→ What to do:
Please retype each record exactly as it stands below.

START Material for this task

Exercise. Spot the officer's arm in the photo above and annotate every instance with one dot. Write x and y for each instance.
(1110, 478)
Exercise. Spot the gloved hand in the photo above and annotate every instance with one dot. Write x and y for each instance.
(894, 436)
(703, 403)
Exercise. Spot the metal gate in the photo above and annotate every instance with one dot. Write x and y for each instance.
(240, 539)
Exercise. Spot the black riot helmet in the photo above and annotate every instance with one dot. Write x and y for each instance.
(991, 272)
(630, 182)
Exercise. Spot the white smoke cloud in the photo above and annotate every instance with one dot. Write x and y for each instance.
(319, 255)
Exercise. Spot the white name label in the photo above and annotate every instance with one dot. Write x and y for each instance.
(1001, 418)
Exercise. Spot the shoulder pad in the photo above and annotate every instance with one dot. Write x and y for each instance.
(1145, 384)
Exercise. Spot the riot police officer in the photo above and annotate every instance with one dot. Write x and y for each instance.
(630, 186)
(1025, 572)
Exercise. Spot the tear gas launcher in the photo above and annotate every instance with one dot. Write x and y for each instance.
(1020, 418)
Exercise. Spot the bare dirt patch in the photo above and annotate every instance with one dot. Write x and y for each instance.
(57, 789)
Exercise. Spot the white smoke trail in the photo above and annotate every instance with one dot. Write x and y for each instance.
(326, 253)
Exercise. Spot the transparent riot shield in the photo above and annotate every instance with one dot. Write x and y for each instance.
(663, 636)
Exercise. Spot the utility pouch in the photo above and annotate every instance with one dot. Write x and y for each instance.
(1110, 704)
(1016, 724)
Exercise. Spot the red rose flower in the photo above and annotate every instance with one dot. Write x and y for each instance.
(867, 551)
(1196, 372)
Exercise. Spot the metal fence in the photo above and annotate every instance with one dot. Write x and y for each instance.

END Material for this task

→ Task answer:
Exercise. Spot the officer's arm in the photo above and annotate every instance with one dot. Write x and y for each instance.
(1110, 478)
Exercise. Spot the gloved hand in the photo above and annotate every instance with one dot. Write x and y for each instance.
(894, 436)
(703, 403)
Exercise. Spot the metal gate in the photo above and annotate every instance with one dot. Write x and y for each instance.
(240, 539)
Exercise. Spot the black riot helmet in the photo above and annotate every instance with one dot. Write x and y for each instance.
(991, 272)
(630, 182)
Exercise. Spot the white smoke cloud in the photo above and annotate every instance with one dot. Write x and y for each instance.
(319, 255)
Exercise. Spot the white name label in the photo above and annotate every instance with one dot. Write x and y for each instance.
(1001, 418)
Exercise. Spot the shoulder pad in the photo above and annotate every instance with one dot. Write x and y for each instance.
(1145, 384)
Exercise. Spot the riot police officer in the photo above and annotate every instance with one dot. Write x and y for each instance.
(630, 186)
(1025, 572)
Exercise. Spot the tear gas launcher in the photo above and annotate every instance with one dot. Write x and y for each instance.
(1020, 418)
Exercise. Spot the bare dirt patch in the photo above and annotate every instance with one dot. Write x and y for each instance.
(57, 789)
Exercise. Spot the white smoke trail in the photo above and annotate every instance with one dot. Write x and y for each instance.
(326, 253)
Exercise. Spot the transparent riot shield in the photo above and annotate every instance with one dot. Write x and y for each instance.
(663, 636)
Exercise. Spot the utility pouch in the photo above and annotate every instance with one dot. Write x and y for each instance.
(1110, 704)
(1016, 724)
Exercise. Spot the red rose flower in the photo above and annotate every instance with one dot. Write x and y for each instance.
(867, 551)
(1196, 372)
Exercise. Spot the metal fence in the photo above and annotate every instance with one dot. Write x and y for each instance.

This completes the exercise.